**Extracted information:**
==================================================

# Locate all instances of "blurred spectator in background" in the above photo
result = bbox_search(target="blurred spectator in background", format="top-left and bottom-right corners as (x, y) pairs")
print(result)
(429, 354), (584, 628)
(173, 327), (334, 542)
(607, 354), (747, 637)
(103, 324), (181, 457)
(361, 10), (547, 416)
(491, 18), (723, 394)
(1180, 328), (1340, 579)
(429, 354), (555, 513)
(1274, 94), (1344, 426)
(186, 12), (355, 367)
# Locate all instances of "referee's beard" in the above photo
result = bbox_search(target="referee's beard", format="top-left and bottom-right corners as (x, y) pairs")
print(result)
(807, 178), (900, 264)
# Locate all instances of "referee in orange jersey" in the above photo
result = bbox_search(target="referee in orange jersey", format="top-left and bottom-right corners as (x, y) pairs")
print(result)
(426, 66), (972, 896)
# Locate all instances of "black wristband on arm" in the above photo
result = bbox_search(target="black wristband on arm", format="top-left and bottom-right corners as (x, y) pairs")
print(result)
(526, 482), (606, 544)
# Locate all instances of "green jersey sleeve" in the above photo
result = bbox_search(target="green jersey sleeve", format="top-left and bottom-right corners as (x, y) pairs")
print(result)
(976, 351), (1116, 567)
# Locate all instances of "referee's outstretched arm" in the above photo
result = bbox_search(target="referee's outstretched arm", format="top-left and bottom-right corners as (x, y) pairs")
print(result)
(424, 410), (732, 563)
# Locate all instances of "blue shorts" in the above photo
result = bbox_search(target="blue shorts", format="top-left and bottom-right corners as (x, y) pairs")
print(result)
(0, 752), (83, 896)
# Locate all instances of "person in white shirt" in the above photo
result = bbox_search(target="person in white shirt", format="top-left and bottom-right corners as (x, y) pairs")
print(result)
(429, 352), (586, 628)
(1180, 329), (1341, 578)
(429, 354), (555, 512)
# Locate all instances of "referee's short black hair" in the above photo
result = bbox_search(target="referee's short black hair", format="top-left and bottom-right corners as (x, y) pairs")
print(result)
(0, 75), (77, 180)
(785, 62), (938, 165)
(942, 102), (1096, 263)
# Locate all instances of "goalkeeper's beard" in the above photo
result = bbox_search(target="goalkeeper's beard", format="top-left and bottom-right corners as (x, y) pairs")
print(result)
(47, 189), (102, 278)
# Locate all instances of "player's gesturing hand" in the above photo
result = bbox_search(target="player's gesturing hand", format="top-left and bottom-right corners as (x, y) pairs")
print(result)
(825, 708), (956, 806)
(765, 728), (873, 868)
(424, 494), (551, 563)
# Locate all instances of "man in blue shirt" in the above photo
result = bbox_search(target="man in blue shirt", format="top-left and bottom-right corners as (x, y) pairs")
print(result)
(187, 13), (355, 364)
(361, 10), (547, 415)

==================================================

**What this task involves:** Extract every line of the data above that contains the string "wristband", matching it case-sensitively.

**Task response:**
# Locate all instances of "black wristband on arm" in the above photo
result = bbox_search(target="black wristband on arm", format="top-left and bottom-right corners as (x, y) pairs")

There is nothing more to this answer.